GIVEN REQUEST 1
List the short lines that sit between the title of the Bali surfing post and its main paragraph.

QUOTED PASSAGE
* Begin *

Thursday, October 3, 2013

Surfing Bali

Beach view of Uluwatu


Surfers view of Uluwatu

Padang Padang Pipeline

 I used to call this blog Dallon's surf report.  I used to write about surfing a lot.  There was a time in my life when I considered myself a surfer.  I am horribly devastated to acknowledge that this is no longer the case.  The last two years of my life living away from the big blue have had their toll on me.  If kryptonite is Superman's weakness, then a landlocked life is a surfers'.  Now, it is no big shocker for me to admit that I'm a skinny little beanpole.  My skin is wrapped directly around my bones.  For Halloween I take my shirt off and I'm dressed up as a skeleton.  To play hide and seek I just turn sideways.  But there have been a few instances in my life when myogenisis occurs and elongated myocytes have miraculously formed between my bones and skin allowing me to do things like paddle a surfboard.  Doing back to back to back to back winters, with only a few trips to the big drip now and then has sucked that ability away from me.  When I lived in Hawaii, I would surf up to three times a day, and almost at least once everyday.  I got good, and those elongated tissues commonly know as muscles were thriving in my arms and chest.  Though it made playing hide and seek more challenging for me, I was able to paddle my board around, a lot, and not get all that tired.  When I surfed Australia at the end of southern hemisphere winter last year, I spent a month swimming laps at the pool to reincarnate those muscles, and I did the same before my So Cal trips over the last few years.  So why on earth, while planning the surf trip of my life, I didn't find it necessary to engage in some sort of surfing warmup, is lost on my feeble mind.  But here I am in Bali, Indonesia...a place with a world a renowned surfing reputation, and I've got skin wrapped, chicken bone arms trying to paddle through some of the largest, meanest, waves I've ever seen.  Surfing in Bali - FAIL.  Ugh.

* End *

INPUT RECORDS
* Begin *

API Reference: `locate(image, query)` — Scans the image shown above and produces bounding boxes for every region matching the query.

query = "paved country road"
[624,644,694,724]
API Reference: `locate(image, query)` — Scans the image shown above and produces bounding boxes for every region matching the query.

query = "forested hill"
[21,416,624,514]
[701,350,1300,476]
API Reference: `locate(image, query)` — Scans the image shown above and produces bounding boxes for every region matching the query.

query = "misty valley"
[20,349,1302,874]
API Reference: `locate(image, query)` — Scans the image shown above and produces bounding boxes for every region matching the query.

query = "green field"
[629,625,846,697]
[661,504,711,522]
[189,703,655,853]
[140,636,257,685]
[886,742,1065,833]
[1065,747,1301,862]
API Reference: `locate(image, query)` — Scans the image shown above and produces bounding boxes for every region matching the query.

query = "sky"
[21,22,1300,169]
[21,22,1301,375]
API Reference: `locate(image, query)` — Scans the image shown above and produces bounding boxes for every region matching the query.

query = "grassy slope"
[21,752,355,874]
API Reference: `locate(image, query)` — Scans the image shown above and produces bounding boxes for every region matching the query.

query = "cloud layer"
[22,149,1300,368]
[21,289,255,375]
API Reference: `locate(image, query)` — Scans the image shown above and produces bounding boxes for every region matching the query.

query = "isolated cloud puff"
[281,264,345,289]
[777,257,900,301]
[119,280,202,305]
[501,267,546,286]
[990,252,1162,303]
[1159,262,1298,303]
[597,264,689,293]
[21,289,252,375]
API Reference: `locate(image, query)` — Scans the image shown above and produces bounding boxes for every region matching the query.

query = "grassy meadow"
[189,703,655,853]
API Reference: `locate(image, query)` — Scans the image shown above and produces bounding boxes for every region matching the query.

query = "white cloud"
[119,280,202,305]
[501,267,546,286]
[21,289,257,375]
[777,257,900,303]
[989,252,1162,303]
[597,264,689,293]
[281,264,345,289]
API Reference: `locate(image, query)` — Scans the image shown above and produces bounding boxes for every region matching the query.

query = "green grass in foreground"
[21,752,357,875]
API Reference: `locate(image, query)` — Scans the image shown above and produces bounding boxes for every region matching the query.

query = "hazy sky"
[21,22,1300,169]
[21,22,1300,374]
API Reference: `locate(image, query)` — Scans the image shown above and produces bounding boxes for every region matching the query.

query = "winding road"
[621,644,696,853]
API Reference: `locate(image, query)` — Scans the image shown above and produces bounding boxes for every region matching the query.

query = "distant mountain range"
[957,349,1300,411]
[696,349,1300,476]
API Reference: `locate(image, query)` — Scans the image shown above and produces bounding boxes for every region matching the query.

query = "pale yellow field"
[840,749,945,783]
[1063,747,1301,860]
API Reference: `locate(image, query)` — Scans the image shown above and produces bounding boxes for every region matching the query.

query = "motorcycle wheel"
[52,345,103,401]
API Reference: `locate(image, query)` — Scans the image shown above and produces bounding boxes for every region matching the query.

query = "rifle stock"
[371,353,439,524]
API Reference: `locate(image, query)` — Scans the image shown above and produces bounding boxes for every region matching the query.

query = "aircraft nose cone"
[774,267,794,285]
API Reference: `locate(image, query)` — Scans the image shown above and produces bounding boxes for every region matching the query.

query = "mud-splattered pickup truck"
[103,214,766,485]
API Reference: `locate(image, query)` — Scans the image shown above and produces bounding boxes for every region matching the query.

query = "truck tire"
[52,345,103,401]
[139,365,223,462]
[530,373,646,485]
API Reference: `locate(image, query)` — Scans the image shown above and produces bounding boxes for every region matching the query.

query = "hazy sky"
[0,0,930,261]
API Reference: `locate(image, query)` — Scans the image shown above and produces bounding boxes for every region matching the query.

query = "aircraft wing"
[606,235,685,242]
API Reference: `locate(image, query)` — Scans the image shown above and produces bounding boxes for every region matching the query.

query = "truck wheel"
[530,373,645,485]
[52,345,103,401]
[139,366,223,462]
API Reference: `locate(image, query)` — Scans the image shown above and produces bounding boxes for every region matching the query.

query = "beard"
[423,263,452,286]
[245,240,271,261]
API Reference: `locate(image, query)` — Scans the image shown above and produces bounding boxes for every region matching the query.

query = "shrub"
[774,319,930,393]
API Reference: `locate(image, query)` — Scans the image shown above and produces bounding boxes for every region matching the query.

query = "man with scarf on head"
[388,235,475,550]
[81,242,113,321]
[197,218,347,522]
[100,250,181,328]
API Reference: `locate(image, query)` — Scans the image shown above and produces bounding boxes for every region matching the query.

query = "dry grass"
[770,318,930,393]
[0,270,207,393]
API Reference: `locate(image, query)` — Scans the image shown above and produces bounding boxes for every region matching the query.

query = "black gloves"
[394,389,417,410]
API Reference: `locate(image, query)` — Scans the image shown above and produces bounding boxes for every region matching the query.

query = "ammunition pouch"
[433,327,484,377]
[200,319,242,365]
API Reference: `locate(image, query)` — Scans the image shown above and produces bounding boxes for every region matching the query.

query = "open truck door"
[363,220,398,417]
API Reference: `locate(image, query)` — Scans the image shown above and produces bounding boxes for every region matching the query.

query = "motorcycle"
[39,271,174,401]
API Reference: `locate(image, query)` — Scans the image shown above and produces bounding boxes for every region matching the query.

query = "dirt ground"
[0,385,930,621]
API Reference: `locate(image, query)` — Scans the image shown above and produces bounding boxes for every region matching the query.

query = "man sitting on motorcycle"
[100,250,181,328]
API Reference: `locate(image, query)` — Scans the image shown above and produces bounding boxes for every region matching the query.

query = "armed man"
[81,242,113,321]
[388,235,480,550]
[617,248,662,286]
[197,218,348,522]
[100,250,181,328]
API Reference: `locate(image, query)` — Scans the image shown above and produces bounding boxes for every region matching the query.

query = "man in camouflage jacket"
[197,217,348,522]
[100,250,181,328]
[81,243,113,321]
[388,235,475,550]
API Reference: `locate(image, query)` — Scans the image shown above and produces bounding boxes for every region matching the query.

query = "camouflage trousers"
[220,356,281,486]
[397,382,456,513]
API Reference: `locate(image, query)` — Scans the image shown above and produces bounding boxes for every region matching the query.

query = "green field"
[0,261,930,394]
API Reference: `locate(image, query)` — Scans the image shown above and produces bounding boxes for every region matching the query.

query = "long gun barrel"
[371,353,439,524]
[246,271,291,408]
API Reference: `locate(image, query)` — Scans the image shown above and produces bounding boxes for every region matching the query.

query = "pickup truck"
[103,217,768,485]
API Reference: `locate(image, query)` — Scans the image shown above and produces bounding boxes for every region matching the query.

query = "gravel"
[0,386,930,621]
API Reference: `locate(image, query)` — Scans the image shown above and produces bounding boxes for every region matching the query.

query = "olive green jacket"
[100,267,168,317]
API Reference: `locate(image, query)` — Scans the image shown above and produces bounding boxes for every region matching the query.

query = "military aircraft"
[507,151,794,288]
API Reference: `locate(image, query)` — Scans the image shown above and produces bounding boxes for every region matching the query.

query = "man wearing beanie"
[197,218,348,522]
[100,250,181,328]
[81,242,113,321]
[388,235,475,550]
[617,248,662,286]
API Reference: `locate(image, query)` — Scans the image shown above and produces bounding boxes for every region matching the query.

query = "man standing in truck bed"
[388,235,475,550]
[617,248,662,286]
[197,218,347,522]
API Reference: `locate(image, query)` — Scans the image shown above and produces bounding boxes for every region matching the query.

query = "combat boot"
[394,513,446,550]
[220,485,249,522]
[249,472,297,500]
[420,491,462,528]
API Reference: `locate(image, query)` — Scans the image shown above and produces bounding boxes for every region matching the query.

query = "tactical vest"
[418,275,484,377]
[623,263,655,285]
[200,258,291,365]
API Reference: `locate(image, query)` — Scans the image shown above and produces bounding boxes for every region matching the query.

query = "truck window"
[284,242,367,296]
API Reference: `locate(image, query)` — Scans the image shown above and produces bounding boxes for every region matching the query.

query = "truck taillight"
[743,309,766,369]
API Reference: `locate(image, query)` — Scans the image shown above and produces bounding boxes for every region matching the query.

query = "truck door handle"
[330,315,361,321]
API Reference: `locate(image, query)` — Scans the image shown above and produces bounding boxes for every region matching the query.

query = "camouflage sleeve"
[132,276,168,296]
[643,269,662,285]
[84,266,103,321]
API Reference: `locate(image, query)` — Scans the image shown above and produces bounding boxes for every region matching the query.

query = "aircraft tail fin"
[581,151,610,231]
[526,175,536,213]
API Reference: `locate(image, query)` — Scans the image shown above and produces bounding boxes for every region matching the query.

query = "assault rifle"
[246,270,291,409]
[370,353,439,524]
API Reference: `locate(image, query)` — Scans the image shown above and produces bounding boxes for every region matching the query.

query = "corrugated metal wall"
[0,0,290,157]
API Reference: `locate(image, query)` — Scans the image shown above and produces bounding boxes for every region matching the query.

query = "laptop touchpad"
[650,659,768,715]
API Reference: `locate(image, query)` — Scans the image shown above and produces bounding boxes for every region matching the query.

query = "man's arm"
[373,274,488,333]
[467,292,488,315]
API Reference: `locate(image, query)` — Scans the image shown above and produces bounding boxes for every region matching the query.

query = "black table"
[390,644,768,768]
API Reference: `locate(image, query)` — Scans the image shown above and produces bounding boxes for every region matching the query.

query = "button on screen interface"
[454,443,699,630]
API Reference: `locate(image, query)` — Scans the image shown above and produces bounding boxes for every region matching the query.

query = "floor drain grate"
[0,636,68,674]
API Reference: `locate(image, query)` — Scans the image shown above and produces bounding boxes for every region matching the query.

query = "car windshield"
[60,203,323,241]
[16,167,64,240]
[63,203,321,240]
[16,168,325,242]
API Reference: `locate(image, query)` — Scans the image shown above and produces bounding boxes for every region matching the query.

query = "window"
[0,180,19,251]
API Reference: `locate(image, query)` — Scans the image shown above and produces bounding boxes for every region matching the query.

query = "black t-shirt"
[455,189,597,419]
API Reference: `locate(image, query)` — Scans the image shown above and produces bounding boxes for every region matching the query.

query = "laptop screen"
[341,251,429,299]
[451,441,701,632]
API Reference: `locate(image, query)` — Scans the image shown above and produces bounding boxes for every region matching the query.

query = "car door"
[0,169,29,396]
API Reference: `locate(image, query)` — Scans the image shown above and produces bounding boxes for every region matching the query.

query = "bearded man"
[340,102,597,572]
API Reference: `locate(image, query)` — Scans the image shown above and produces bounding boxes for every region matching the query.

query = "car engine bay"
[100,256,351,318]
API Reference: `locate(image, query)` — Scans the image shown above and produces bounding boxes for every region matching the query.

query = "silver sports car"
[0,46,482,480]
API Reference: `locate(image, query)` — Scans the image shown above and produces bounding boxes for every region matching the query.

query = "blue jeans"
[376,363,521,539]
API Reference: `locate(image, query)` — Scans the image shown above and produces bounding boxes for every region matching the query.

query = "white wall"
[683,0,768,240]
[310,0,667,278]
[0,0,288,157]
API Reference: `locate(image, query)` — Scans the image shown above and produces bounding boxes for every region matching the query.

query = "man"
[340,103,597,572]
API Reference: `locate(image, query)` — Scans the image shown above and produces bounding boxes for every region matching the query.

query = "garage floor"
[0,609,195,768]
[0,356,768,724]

* End *

GIVEN REQUEST 2
Recast the entries as a numbered list, leaving out blank lines. Start with the first line of the entries and go on through the line with "[21,22,1301,375]".

PROBLEM SOLUTION 1
Beach view of Uluwatu
Surfers view of Uluwatu
Padang Padang Pipeline

PROBLEM SOLUTION 2
1. API Reference: `locate(image, query)` — Scans the image shown above and produces bounding boxes for every region matching the query.
2. query = "paved country road"
3. [624,644,694,724]
4. API Reference: `locate(image, query)` — Scans the image shown above and produces bounding boxes for every region matching the query.
5. query = "forested hill"
6. [21,416,624,514]
7. [701,350,1300,476]
8. API Reference: `locate(image, query)` — Scans the image shown above and produces bounding boxes for every region matching the query.
9. query = "misty valley"
10. [20,349,1302,874]
11. API Reference: `locate(image, query)` — Scans the image shown above and produces bounding boxes for every region matching the query.
12. query = "green field"
13. [629,625,846,697]
14. [661,504,711,522]
15. [189,703,655,853]
16. [140,636,257,685]
17. [886,742,1065,833]
18. [1065,747,1301,862]
19. API Reference: `locate(image, query)` — Scans the image shown above and produces bounding boxes for every region matching the query.
20. query = "sky"
21. [21,22,1300,169]
22. [21,22,1301,375]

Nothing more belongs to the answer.